*** Opening Entries supplied ***

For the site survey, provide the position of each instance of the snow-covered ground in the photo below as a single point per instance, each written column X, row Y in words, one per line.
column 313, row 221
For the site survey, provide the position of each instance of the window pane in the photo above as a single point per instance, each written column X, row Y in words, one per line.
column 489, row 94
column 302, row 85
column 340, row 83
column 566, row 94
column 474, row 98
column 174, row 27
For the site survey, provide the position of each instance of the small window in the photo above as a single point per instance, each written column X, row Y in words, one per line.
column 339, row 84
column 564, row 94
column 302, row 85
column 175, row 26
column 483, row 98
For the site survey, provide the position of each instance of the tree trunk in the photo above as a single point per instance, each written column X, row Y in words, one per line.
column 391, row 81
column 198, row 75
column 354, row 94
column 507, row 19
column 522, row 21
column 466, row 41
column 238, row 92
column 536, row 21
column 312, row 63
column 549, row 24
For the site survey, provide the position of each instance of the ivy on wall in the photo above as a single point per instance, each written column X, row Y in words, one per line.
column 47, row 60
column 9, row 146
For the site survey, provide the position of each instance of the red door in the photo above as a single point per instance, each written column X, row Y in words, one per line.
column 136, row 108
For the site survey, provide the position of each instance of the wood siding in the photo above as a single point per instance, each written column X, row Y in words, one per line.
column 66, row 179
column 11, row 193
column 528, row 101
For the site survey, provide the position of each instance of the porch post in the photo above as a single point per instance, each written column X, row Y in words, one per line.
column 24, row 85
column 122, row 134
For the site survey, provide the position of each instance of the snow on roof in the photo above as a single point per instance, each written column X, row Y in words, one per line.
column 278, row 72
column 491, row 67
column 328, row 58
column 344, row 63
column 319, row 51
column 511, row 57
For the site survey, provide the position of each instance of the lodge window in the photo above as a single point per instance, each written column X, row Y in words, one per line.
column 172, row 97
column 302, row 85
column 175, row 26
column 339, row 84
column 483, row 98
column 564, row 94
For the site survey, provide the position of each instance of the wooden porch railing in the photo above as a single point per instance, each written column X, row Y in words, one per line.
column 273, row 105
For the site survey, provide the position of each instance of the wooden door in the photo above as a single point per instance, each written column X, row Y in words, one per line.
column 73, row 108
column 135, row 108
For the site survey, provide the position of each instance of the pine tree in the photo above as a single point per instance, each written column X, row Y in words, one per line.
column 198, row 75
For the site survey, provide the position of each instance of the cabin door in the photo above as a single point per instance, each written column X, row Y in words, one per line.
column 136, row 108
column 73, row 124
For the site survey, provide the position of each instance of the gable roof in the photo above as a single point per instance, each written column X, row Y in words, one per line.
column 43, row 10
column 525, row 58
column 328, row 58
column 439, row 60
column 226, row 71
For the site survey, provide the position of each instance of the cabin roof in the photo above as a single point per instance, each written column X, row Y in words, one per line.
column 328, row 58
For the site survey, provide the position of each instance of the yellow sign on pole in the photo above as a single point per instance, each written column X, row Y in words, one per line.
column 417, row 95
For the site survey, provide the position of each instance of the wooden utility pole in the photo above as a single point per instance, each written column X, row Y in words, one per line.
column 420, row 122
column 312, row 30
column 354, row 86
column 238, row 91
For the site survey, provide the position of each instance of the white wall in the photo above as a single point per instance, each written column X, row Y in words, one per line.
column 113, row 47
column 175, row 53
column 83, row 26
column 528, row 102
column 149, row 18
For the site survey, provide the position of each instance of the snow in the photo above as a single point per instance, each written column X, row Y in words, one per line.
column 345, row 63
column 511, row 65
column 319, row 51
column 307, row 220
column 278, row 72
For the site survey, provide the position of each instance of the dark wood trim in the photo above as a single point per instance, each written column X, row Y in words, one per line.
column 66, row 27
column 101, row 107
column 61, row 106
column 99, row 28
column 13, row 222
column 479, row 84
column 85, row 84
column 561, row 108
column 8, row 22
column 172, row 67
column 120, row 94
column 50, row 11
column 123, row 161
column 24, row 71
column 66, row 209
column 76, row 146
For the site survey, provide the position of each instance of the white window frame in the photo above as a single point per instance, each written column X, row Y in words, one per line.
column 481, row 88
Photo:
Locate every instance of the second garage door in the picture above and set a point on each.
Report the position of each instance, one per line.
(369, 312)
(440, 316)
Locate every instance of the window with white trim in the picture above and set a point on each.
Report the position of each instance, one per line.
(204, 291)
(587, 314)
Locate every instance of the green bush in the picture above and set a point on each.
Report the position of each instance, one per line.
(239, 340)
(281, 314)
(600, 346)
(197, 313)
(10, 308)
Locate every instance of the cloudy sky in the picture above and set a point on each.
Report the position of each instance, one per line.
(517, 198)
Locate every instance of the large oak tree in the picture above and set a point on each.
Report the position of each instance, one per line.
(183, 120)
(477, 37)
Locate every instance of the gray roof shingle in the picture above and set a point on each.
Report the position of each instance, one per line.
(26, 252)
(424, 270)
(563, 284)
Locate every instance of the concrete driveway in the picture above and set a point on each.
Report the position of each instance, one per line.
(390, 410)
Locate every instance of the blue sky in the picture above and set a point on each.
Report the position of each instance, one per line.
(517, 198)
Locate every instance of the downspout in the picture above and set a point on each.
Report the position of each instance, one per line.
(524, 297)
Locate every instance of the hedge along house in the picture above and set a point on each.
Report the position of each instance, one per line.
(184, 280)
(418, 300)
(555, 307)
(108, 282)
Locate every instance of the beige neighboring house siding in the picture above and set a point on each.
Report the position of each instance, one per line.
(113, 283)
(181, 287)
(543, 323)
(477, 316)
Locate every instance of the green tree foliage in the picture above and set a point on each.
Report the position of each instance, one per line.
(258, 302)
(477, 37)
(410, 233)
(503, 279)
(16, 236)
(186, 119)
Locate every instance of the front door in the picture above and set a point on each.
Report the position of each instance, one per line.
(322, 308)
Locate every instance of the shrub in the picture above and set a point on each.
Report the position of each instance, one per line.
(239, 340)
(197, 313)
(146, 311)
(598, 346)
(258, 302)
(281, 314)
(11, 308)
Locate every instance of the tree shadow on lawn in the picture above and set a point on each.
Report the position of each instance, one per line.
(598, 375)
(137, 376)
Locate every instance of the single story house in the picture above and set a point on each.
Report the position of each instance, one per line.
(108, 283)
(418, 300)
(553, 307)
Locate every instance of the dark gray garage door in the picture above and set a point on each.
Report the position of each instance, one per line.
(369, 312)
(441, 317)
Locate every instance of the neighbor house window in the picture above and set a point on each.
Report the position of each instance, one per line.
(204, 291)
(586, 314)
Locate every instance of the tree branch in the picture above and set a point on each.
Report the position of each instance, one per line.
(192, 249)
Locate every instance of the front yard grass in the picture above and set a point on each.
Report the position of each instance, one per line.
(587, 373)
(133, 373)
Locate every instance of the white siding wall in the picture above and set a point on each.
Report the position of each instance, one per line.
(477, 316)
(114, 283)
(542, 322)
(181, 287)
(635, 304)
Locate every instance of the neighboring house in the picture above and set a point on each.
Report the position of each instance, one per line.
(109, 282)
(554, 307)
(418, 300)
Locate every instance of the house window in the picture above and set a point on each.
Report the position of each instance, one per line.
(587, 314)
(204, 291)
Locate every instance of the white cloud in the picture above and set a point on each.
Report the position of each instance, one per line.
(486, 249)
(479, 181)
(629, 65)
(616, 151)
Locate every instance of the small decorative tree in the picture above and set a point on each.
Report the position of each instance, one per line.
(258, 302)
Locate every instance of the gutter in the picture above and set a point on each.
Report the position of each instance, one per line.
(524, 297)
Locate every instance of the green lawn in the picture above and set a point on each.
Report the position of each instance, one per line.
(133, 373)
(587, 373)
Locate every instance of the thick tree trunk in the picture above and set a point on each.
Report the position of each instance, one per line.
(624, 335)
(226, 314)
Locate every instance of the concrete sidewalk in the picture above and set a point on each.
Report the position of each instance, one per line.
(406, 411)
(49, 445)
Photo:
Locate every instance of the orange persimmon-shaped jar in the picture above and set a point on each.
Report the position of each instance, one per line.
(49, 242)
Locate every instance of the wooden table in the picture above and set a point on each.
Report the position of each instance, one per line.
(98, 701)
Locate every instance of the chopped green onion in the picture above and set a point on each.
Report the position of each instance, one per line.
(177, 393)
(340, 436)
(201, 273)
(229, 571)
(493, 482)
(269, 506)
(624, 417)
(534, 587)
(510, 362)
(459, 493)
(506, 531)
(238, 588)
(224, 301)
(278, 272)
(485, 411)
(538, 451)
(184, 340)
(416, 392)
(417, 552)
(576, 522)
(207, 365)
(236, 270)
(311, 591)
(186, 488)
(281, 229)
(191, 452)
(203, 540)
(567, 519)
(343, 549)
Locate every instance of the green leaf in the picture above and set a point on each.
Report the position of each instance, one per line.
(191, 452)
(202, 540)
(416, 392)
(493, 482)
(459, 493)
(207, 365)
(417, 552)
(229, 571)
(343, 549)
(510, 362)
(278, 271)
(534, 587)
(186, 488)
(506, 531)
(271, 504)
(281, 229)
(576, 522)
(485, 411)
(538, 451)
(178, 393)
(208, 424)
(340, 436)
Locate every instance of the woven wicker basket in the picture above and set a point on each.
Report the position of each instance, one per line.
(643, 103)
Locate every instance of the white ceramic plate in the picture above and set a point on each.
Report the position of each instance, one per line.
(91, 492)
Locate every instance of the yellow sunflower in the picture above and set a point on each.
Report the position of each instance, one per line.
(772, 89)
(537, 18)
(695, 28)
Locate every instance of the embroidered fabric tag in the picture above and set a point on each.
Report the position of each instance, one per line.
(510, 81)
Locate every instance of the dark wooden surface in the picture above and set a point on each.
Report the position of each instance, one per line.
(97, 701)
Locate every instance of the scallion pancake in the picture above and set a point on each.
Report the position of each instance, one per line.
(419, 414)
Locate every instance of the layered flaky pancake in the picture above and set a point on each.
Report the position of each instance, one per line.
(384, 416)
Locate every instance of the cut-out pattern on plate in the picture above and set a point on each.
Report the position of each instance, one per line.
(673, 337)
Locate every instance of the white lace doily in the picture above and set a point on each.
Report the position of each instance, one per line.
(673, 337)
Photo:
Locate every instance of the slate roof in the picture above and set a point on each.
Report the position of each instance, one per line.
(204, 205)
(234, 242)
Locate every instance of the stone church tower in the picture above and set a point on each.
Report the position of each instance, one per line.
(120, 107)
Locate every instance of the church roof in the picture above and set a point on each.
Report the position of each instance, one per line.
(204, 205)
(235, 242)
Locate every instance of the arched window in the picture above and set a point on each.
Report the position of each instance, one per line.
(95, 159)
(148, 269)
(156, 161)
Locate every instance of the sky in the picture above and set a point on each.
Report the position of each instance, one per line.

*** Closing Entries supplied ***

Work to be completed:
Check every line of the records above for the string "lawn". Copy those that hold it.

Response to the task:
Locate every instance of the tree shadow on lawn in the picture above and set a point on each.
Locate every instance of the green lawn in the picture above and set a point on each.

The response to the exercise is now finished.